> _Tasks to perform_:
1. In the critique of the parrot diet study, what share of the edible portions of seeds and nuts did the birds consume?
2. Reproduce, word for word, the part of the critique of the parrot diet study that runs from "Birds consumed (only)" to "uneaten every day?".

Birds consumed (only) 46% +/- 16% of the edible portions of seeds and nuts […]Nutritional Levels of Diets Fed to Captive Amazon Parrots: Does Mixing Seed, Produce, and Pellets Provide a Healthy Diet?—Donald Brightsmith—Journal of Avian Medicine and Surgery
These birds were eating as low as only 30% of the seeds they were given, effectively feeding them three times as much as they were capable of eating. You can’t judge how much of a bird’s diet is seeds versus fresh foods if you overfeed them so much.
This overfeeding invalidates the nutritional analysis that underpins this paper. How many people feed their birds and throw out 60% of their food uneaten every day?
The birds in this study were not objectively or subjectively studied to test their overall health. No checking of weight, blood work, subjective measures of things like feather condition, quality of feces, and so on. Everything was judged based on the nutritional content of what they ate.

> _Data to examine_:
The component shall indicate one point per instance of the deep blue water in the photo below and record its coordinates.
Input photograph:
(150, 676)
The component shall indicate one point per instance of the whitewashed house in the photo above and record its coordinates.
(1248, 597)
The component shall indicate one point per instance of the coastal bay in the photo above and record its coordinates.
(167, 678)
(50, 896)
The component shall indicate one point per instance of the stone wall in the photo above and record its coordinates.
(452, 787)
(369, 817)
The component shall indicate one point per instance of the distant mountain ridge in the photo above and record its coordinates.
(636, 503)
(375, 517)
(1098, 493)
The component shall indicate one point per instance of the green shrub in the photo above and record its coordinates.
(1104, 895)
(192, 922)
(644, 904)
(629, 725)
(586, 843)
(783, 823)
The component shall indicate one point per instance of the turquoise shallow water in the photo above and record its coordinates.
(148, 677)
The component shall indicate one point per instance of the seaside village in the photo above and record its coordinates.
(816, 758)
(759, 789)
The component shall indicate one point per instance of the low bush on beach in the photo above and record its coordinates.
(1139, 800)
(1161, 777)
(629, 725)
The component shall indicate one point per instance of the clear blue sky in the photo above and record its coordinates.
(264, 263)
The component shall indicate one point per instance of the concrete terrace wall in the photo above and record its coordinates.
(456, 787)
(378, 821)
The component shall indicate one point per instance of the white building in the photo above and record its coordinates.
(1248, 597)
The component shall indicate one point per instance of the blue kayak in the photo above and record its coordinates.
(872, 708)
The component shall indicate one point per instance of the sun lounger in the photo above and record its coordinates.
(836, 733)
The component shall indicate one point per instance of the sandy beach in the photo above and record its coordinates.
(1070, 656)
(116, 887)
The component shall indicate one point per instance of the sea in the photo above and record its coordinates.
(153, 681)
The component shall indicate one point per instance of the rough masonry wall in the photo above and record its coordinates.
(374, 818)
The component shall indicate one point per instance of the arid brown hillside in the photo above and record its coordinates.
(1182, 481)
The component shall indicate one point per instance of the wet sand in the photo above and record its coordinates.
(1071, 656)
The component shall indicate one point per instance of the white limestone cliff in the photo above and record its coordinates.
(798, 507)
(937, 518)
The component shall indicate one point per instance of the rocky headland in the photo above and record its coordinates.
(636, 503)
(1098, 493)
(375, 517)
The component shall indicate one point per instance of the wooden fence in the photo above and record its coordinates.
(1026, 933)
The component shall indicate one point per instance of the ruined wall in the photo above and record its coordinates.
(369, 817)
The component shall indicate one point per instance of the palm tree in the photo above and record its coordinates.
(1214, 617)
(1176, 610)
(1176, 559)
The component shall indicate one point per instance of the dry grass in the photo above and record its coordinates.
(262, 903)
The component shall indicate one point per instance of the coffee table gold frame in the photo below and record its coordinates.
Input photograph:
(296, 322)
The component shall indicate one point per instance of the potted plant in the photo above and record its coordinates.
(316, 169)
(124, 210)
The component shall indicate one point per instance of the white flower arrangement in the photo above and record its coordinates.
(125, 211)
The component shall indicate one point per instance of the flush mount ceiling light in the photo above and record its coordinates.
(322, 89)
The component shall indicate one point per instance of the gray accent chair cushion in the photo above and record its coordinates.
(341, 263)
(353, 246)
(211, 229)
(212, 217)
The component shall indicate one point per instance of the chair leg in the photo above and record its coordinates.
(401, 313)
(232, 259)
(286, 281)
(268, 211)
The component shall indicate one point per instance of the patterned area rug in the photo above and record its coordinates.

> _Activity answers_:
1. 46% +/- 16%

2.
Birds consumed (only) 46% +/- 16% of the edible portions of seeds and nuts […]Nutritional Levels of Diets Fed to Captive Amazon Parrots: Does Mixing Seed, Produce, and Pellets Provide a Healthy Diet?—Donald Brightsmith—Journal of Avian Medicine and Surgery
These birds were eating as low as only 30% of the seeds they were given, effectively feeding them three times as much as they were capable of eating. You can’t judge how much of a bird’s diet is seeds versus fresh foods if you overfeed them so much.
This overfeeding invalidates the nutritional analysis that underpins this paper. How many people feed their birds and throw out 60% of their food uneaten every day?